### Consigne
Pour chacune des affirmations ci-dessous, indiquez par oui ou par non si elle concorde avec le texte sur Alexandra Leclère, et citez les mots du texte qui en décident.
1. Le court métrage Bouche à bouche est antérieur au long métrage Les sœurs fâchées.
2. Le scénario Prends-moi fort a pu être tourné grâce à des comédiennes connues.
3. Le producteur lui a accordé cinq minutes et deux jours de tournage.

### Texte à lire
•••••

Alexandra Leclère © DR

Dans son long métrage, Les sœurs fâchées (2004), lui-même inspiré du court Bouche à bouche (2002), Alexandra Leclère s’attachait aux rapports de deux sœurs que la vie a séparées, sur un registre qui évoquait Le rat des villes et le rat des champs. Une histoire simple, souvent cocasse et parfois douloureuse, qui lui a permis d’exorciser son propre vécu en réunissant Isabelle Huppert et Catherine Frot, deux actrices a priori aux antipodes l’une de l’autre, sur la corde, raide des sentiments les plus extrêmes. Cette spécialiste des comédies grinçantes a tourné depuis Le prix à payer (2007), Maman (2012) et Le grand partage (2015).


Destin
« Comme beaucoup de petites filles, le cinéma me faisait rêver, mais j’ai longtemps cru que je voulais être comédienne. Mais, en fait, je ne me sentais pas du tout à l’aise devant la caméra et j’avais chaud partout [rires] et il n’y a que quatre ou cinq ans que je me suis rendu compte que ce qui me rendait heureuse, c’était d’écrire et de réaliser, car je ne pouvais pas dissocier les deux. J’ai toujours beaucoup écrit, jusqu’au jour où j’ai rencontré un producteur qui m’a fait lire un scénario. Et puis, il y a cinq ans, j’ai écrit un premier scénario intitulé Prends-moi fort qui ne s’est pas monté. C’était l’histoire de quatre femmes qui étaient malheureuses et qui décidaient de prendre leur destin en main à un moment de leur vie. Malheureusement les comédiennes que j’avais rencontrées n’étaient pas suffisamment connues pour débloquer le financement. Faute de réussir à monter ce long métrage, le producteur m’a donné cinq minutes et deux jours de tournage pour montrer de quoi j’étais capable. Cette idée ne m’amusait pas trop, parce que comme j’avais beaucoup de choses à raconter, je savais qu’il me faudrait plus de temps. J’ai toutefois écrit un court métrage intitulé Bouche à bouche qui était déjà un instantané entre deux sœurs dans un lieu unique. Il a suscité des réactions encourageantes et a obtenu quelques petits prix. De cette idée, je suis partie vers l’écriture des Sœurs fâchées qui était assez autobiographique. »

•••••

### Données fournies

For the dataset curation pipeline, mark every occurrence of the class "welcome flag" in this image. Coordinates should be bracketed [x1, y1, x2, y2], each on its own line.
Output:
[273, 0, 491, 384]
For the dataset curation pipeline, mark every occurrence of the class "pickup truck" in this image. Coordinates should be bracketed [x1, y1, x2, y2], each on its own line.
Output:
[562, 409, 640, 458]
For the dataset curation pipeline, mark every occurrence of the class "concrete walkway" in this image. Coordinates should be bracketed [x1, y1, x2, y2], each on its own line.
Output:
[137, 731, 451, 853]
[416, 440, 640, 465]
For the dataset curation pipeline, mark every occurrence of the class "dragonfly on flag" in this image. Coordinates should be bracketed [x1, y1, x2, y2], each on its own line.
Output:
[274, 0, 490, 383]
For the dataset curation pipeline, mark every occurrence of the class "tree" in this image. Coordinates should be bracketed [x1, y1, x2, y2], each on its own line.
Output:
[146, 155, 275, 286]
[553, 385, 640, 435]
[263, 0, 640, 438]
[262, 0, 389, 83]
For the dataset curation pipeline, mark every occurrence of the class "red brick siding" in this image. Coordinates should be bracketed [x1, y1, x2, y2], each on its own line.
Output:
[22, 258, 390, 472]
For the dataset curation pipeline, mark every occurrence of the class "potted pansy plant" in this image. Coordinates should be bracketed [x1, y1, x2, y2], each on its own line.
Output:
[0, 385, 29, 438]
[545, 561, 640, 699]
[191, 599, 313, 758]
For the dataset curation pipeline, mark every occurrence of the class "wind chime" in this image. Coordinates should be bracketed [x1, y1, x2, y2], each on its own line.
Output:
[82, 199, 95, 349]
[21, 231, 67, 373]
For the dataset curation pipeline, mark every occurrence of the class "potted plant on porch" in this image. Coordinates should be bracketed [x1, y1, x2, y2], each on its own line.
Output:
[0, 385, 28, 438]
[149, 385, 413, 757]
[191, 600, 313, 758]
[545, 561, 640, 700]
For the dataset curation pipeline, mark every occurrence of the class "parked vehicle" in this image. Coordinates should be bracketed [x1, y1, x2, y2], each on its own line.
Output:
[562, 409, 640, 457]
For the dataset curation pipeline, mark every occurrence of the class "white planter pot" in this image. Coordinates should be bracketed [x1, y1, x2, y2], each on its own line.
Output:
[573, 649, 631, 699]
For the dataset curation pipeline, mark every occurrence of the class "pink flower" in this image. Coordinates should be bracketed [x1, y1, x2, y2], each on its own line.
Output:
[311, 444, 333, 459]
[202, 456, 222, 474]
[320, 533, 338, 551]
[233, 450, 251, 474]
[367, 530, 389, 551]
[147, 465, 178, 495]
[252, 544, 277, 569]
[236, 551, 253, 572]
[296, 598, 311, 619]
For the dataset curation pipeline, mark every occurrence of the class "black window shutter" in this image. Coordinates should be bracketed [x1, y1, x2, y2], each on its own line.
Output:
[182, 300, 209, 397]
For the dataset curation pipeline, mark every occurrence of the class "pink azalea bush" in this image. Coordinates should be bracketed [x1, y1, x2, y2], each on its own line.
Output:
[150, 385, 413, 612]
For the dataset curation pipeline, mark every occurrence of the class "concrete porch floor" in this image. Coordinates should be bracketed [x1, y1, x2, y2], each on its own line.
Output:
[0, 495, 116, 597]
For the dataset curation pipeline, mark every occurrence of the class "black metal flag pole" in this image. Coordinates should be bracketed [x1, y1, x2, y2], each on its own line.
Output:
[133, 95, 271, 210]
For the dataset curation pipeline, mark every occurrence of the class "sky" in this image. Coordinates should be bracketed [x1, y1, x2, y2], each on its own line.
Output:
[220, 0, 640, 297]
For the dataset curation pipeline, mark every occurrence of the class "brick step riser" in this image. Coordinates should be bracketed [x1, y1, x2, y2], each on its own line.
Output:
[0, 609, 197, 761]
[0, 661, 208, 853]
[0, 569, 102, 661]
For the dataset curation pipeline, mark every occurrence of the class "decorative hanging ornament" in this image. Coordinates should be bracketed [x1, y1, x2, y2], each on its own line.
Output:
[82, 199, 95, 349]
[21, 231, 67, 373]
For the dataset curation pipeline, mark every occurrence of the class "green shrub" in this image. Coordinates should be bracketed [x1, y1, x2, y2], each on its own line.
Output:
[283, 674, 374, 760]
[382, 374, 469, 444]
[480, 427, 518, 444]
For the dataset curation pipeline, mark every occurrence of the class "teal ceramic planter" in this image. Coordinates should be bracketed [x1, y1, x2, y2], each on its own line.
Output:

•••••

### Réponse attendue
1. Oui : « Les sœurs fâchées (2004), lui-même inspiré du court Bouche à bouche (2002) ».
2. Non : « un premier scénario intitulé Prends-moi fort qui ne s’est pas monté » et « les comédiennes que j’avais rencontrées n’étaient pas suffisamment connues pour débloquer le financement ».
3. Oui : « le producteur m’a donné cinq minutes et deux jours de tournage ».